Tarefa
Imprima na íntegra, sem nenhuma alteração, o trecho fornecido sobre ética, educação e ciência.

Trecho fornecido
◆ ◆ ◆ ◆

Agora, acho que o problema é como introduzir essa ética no sistema educacional.
Todas as religiões seguem mais ou menos uma mesma ética, mas como o Papa Bento XVI, “fé e razão devem estar juntas”. É verdade, de fato. Mas em geral, se em alguma medida nos basearmos em religião, isso dependerá de fé. Então, para as pessoas que têm uma fé sincera, isso funcionará. Para outras pessoas pode ser difícil.
Agora, é necessário que seja por meio da educação.
Demonstrar preocupação com os outros seres é a melhor forma de atingir o seu próprio bem-estar, incluindo seu bem-estar físico e o bem-estar de sua família.
Acho que temos material científico suficiente para educar as pessoas. Esse é o único jeito, a única esperança.
Dessa forma, eu acho que há uma possibilidade de termos um mundo melhor. Um mundo melhor significa um mundo mais compassivo, e então, certamente um mundo melhor. Um mundo pacífico.
Isso é responsabilidade de todo mundo, particularmente agora dos cientistas. Eu frequentemente digo que os cientistas, no mundo moderno, são os verdadeiros mestres, os verdadeiros gurus. É claro que a cooperação plena, entre cientistas e educadores trabalhando juntos, e para prosseguir no trabalho, de tempos em tempos, devem ter discussões sérias .

◆ ◆ ◆ ◆

Extratos de dados

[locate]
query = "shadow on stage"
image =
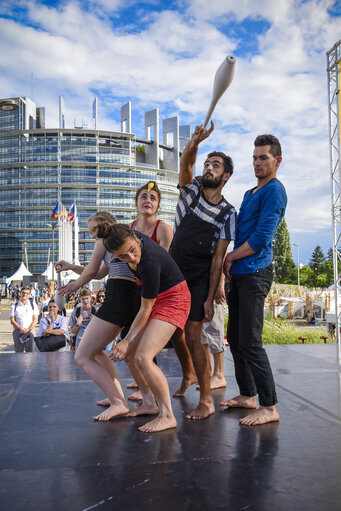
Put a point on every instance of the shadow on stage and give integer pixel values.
(53, 456)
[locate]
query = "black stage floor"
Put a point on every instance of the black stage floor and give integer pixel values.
(54, 457)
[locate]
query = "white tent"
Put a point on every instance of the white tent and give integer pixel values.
(48, 272)
(21, 272)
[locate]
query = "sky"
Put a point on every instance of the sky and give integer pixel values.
(164, 55)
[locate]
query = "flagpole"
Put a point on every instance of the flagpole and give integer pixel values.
(76, 234)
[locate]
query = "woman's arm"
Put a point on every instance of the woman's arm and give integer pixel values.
(90, 271)
(140, 321)
(164, 235)
(65, 266)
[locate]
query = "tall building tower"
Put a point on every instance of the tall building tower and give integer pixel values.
(98, 170)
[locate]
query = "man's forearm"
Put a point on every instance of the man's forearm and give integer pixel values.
(187, 163)
(77, 268)
(215, 276)
(243, 251)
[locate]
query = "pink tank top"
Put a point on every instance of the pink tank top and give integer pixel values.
(153, 236)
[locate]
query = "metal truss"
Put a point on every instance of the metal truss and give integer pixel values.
(334, 108)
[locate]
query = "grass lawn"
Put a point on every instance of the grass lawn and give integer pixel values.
(281, 331)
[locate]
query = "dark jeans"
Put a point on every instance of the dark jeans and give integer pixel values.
(244, 334)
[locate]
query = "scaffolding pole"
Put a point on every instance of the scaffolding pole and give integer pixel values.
(334, 102)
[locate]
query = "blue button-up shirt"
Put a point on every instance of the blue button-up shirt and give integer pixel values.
(258, 220)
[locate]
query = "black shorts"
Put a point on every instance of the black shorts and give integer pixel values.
(122, 302)
(199, 291)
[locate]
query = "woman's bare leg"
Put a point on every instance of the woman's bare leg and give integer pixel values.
(103, 373)
(184, 355)
(148, 406)
(155, 336)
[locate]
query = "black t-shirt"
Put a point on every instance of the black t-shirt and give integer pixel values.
(156, 270)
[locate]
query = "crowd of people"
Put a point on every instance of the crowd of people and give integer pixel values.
(166, 286)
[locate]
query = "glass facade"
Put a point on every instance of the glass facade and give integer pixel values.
(39, 167)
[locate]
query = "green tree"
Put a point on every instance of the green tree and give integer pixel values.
(285, 270)
(317, 259)
(307, 276)
(330, 254)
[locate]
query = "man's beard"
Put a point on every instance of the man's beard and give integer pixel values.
(212, 183)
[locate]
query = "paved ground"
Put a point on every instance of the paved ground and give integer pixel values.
(6, 329)
(54, 457)
(6, 340)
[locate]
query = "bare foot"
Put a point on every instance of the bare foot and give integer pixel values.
(263, 415)
(144, 410)
(113, 412)
(137, 396)
(132, 385)
(160, 423)
(104, 402)
(202, 411)
(217, 382)
(240, 402)
(185, 384)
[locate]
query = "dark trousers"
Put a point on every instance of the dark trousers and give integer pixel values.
(244, 334)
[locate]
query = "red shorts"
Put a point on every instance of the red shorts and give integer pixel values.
(173, 305)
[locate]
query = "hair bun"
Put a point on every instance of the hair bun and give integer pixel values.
(103, 229)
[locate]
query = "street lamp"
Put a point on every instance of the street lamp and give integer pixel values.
(52, 227)
(298, 262)
(8, 105)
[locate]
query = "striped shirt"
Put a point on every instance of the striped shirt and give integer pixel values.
(222, 215)
(116, 267)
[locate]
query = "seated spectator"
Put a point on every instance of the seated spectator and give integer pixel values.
(53, 323)
(100, 298)
(81, 316)
(24, 317)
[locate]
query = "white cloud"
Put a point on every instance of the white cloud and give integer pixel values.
(170, 62)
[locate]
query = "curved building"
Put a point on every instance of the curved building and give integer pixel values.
(98, 170)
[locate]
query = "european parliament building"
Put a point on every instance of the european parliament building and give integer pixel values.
(98, 170)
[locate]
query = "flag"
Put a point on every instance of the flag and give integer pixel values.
(72, 213)
(63, 214)
(56, 211)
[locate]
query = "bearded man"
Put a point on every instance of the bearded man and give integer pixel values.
(205, 223)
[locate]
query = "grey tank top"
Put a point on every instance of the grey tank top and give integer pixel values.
(116, 267)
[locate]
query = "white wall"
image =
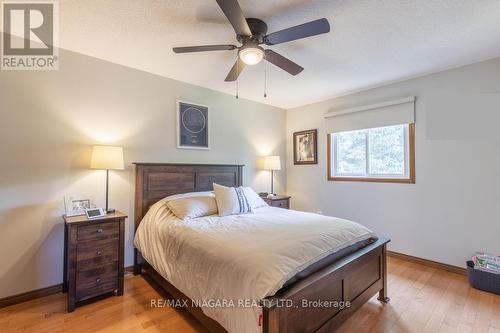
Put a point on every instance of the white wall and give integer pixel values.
(454, 207)
(50, 120)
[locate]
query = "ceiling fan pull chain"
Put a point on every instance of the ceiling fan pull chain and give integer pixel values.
(265, 76)
(237, 79)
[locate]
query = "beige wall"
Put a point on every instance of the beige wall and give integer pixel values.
(50, 120)
(454, 207)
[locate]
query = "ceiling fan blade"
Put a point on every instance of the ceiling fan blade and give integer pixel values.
(309, 29)
(283, 63)
(203, 48)
(234, 14)
(235, 71)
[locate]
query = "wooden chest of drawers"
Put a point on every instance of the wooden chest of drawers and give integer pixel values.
(93, 257)
(281, 201)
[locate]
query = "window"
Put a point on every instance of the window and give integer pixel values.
(382, 154)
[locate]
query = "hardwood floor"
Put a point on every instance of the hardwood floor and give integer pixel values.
(423, 299)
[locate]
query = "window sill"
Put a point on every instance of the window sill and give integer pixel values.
(373, 180)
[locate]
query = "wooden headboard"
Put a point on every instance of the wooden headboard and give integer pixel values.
(155, 181)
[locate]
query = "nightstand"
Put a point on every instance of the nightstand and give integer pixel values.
(93, 257)
(281, 201)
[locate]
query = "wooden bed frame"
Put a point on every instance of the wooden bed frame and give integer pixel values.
(354, 278)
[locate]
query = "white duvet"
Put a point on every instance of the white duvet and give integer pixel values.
(239, 257)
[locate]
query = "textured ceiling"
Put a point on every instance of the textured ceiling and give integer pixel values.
(372, 42)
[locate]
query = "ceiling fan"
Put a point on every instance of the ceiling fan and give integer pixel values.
(252, 33)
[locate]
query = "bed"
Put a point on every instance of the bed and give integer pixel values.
(353, 276)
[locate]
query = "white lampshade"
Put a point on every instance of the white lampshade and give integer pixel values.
(272, 163)
(107, 158)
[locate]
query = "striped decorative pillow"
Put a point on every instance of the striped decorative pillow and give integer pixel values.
(231, 200)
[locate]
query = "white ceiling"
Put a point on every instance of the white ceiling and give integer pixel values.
(372, 42)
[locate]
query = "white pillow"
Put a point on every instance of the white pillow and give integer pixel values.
(193, 206)
(231, 200)
(189, 194)
(254, 199)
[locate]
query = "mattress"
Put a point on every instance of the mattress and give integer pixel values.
(227, 264)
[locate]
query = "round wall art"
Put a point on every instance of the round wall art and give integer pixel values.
(192, 125)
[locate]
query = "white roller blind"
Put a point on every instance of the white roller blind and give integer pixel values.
(401, 111)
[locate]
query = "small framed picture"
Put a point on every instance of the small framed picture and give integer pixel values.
(75, 207)
(192, 126)
(305, 147)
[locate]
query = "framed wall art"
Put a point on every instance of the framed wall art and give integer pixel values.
(192, 126)
(305, 147)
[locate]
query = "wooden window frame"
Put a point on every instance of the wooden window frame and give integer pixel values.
(411, 164)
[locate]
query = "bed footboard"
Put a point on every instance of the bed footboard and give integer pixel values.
(324, 300)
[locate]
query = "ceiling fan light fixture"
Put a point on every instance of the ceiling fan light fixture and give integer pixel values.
(251, 55)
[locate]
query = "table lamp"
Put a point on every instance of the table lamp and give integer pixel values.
(107, 158)
(272, 163)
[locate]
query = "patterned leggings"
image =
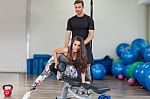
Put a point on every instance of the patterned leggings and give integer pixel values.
(70, 71)
(46, 73)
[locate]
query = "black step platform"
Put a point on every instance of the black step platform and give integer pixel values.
(77, 83)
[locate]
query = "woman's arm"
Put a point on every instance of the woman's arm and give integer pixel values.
(83, 78)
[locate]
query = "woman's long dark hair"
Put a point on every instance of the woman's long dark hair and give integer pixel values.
(81, 58)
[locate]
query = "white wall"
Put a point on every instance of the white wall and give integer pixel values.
(12, 35)
(116, 21)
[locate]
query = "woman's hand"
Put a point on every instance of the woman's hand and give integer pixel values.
(87, 82)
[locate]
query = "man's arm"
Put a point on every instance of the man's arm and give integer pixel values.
(67, 38)
(90, 37)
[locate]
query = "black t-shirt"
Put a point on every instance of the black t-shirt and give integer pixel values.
(80, 26)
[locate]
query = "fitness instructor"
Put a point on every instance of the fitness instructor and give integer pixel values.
(81, 25)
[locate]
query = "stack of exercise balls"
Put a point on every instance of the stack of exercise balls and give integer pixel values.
(133, 62)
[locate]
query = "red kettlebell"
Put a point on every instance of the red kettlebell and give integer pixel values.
(8, 90)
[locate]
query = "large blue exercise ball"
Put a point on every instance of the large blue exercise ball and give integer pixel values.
(120, 48)
(98, 71)
(146, 54)
(129, 56)
(136, 70)
(142, 73)
(117, 68)
(126, 71)
(138, 44)
(147, 80)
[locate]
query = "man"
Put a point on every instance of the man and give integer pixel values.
(81, 25)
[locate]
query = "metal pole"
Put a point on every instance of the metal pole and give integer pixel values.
(28, 29)
(91, 8)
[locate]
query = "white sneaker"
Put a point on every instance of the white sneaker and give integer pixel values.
(27, 95)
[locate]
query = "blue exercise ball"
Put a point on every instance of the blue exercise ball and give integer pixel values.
(129, 56)
(147, 80)
(126, 71)
(120, 48)
(98, 71)
(142, 73)
(136, 70)
(146, 54)
(117, 68)
(138, 44)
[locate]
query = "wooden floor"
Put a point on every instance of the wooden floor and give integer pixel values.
(51, 87)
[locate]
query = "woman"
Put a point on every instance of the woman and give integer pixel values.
(75, 56)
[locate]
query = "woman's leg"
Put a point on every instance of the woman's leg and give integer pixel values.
(46, 72)
(88, 72)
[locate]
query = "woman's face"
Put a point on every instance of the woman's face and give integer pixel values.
(76, 46)
(78, 8)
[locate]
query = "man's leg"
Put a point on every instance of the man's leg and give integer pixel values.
(46, 72)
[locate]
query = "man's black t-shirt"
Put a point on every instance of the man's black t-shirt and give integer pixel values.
(80, 26)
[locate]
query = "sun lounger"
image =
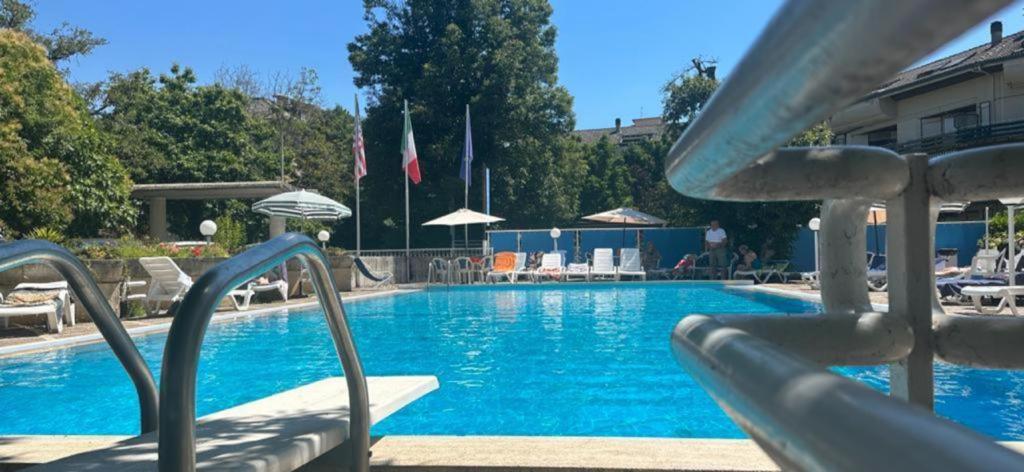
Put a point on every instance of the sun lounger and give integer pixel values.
(504, 267)
(551, 267)
(1006, 294)
(604, 265)
(578, 271)
(169, 284)
(768, 270)
(520, 268)
(49, 299)
(629, 264)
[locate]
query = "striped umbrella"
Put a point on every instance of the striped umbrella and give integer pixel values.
(302, 204)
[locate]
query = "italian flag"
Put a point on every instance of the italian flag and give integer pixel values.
(409, 160)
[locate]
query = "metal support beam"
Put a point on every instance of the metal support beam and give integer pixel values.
(158, 218)
(910, 270)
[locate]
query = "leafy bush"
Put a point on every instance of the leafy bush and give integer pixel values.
(230, 233)
(56, 168)
(50, 234)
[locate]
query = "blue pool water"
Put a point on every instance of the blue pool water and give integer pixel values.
(521, 360)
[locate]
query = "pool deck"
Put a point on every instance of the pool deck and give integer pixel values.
(20, 339)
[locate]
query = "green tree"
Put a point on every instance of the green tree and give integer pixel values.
(169, 130)
(62, 43)
(56, 166)
(608, 182)
(763, 226)
(499, 57)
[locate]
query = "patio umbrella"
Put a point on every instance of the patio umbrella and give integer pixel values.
(302, 204)
(462, 217)
(626, 216)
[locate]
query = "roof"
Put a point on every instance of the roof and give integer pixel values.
(210, 190)
(641, 129)
(987, 54)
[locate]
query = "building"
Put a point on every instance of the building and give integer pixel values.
(643, 129)
(969, 99)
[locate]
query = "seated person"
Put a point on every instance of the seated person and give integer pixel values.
(685, 264)
(748, 259)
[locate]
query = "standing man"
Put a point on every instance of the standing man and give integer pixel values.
(715, 244)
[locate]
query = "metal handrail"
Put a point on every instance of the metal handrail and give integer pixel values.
(814, 57)
(806, 418)
(84, 287)
(177, 386)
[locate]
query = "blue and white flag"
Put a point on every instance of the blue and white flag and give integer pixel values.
(465, 170)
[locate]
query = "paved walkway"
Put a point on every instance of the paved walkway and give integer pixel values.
(33, 329)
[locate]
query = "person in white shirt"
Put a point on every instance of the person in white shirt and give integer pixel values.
(716, 244)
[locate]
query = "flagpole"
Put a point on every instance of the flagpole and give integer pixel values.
(409, 275)
(465, 164)
(358, 214)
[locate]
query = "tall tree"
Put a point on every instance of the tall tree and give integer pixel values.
(763, 226)
(499, 57)
(608, 182)
(57, 170)
(62, 43)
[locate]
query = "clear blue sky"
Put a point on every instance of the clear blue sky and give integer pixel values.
(614, 55)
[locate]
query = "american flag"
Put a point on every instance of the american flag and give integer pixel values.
(358, 147)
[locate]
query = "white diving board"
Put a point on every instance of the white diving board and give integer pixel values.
(281, 432)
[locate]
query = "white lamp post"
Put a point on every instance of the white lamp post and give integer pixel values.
(815, 224)
(1012, 239)
(208, 228)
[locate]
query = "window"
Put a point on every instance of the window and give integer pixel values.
(949, 122)
(931, 126)
(885, 137)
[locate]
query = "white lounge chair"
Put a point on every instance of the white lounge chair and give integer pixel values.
(629, 264)
(242, 298)
(604, 265)
(578, 271)
(551, 267)
(169, 284)
(1007, 295)
(58, 311)
(520, 268)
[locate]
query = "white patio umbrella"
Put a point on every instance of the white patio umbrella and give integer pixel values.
(626, 216)
(462, 217)
(302, 204)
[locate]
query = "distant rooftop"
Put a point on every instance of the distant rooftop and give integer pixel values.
(642, 129)
(971, 61)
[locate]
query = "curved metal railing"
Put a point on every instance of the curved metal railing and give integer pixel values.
(812, 58)
(177, 386)
(809, 419)
(85, 289)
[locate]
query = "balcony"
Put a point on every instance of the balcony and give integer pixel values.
(966, 138)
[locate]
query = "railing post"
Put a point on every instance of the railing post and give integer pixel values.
(910, 272)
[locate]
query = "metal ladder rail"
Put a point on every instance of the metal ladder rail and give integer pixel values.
(814, 57)
(177, 387)
(84, 287)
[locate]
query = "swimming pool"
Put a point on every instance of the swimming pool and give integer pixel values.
(552, 359)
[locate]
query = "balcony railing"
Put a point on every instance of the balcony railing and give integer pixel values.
(966, 138)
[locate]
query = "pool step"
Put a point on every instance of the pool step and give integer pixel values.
(281, 432)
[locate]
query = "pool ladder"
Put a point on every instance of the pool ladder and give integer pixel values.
(814, 57)
(173, 415)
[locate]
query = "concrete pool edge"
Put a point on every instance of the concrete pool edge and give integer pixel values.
(52, 344)
(492, 454)
(798, 295)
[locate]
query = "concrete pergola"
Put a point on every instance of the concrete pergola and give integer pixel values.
(157, 196)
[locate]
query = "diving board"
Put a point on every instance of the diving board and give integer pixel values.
(281, 432)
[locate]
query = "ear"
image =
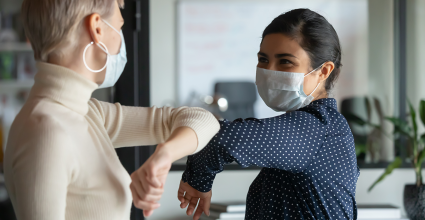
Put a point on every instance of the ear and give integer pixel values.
(93, 22)
(326, 70)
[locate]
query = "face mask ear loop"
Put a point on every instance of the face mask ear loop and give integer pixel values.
(104, 49)
(314, 89)
(314, 70)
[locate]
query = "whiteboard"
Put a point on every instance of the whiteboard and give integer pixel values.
(219, 41)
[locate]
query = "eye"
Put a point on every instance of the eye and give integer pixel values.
(262, 60)
(285, 61)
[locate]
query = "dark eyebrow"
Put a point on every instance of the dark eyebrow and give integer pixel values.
(262, 54)
(285, 55)
(277, 55)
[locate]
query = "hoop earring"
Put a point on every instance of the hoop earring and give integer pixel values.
(104, 49)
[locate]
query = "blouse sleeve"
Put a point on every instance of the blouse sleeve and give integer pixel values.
(138, 126)
(287, 142)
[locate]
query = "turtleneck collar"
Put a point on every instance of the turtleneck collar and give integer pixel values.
(64, 86)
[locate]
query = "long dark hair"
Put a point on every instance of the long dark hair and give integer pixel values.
(314, 34)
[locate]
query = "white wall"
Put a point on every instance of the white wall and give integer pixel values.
(233, 185)
(416, 53)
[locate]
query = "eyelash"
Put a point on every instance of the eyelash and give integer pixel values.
(286, 61)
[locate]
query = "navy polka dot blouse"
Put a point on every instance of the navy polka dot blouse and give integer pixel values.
(309, 163)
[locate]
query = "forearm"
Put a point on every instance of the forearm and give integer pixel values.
(202, 167)
(182, 142)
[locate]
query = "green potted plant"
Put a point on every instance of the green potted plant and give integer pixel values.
(414, 194)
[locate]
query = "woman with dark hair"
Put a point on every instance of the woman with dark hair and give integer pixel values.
(309, 163)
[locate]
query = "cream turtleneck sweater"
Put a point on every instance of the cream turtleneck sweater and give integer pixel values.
(60, 161)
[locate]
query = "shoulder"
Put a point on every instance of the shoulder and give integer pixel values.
(40, 124)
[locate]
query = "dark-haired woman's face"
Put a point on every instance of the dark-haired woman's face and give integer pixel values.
(281, 53)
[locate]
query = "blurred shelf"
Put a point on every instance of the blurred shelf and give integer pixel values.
(15, 47)
(8, 85)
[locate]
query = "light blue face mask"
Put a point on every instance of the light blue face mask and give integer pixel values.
(114, 63)
(283, 91)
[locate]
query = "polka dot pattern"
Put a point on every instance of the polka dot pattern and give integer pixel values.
(308, 157)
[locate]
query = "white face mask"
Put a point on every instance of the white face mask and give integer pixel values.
(283, 91)
(114, 63)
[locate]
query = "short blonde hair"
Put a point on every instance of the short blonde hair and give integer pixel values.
(51, 24)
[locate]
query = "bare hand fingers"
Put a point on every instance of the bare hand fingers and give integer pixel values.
(147, 213)
(186, 201)
(138, 203)
(192, 205)
(199, 210)
(180, 195)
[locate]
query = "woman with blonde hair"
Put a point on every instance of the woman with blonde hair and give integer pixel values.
(60, 160)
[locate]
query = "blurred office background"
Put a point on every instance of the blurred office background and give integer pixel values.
(203, 53)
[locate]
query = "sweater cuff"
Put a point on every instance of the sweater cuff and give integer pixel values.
(202, 122)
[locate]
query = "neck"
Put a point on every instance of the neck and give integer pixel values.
(322, 95)
(74, 61)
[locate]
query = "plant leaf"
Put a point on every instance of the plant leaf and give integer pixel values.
(421, 158)
(368, 109)
(379, 109)
(422, 111)
(395, 164)
(413, 117)
(400, 126)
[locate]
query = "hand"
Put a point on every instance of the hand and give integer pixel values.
(189, 195)
(148, 181)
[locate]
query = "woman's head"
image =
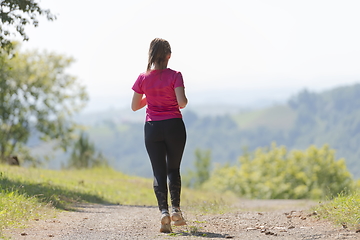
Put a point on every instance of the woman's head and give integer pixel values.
(159, 53)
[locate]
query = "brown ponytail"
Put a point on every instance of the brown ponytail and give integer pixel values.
(158, 51)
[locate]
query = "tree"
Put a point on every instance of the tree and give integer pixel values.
(36, 94)
(276, 173)
(84, 154)
(15, 15)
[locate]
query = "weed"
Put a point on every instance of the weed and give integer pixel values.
(343, 210)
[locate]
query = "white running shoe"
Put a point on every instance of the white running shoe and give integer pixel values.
(177, 217)
(165, 223)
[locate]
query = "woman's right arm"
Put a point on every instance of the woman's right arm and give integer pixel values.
(138, 101)
(181, 97)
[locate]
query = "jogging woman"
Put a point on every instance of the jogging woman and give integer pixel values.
(162, 90)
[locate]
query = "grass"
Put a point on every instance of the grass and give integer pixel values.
(29, 193)
(343, 210)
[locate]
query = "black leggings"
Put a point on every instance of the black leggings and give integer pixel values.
(165, 143)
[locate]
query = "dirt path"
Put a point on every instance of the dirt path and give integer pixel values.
(256, 219)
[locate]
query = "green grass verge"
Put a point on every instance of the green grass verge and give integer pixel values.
(343, 210)
(29, 193)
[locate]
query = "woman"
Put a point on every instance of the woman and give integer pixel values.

◆ ◆ ◆ ◆

Resultado do exercício
Agora, acho que o problema é como introduzir essa ética no sistema educacional.
Todas as religiões seguem mais ou menos uma mesma ética, mas como o Papa Bento XVI, “fé e razão devem estar juntas”. É verdade, de fato. Mas em geral, se em alguma medida nos basearmos em religião, isso dependerá de fé. Então, para as pessoas que têm uma fé sincera, isso funcionará. Para outras pessoas pode ser difícil.
Agora, é necessário que seja por meio da educação.
Demonstrar preocupação com os outros seres é a melhor forma de atingir o seu próprio bem-estar, incluindo seu bem-estar físico e o bem-estar de sua família.
Acho que temos material científico suficiente para educar as pessoas. Esse é o único jeito, a única esperança.
Dessa forma, eu acho que há uma possibilidade de termos um mundo melhor. Um mundo melhor significa um mundo mais compassivo, e então, certamente um mundo melhor. Um mundo pacífico.
Isso é responsabilidade de todo mundo, particularmente agora dos cientistas. Eu frequentemente digo que os cientistas, no mundo moderno, são os verdadeiros mestres, os verdadeiros gurus. É claro que a cooperação plena, entre cientistas e educadores trabalhando juntos, e para prosseguir no trabalho, de tempos em tempos, devem ter discussões sérias .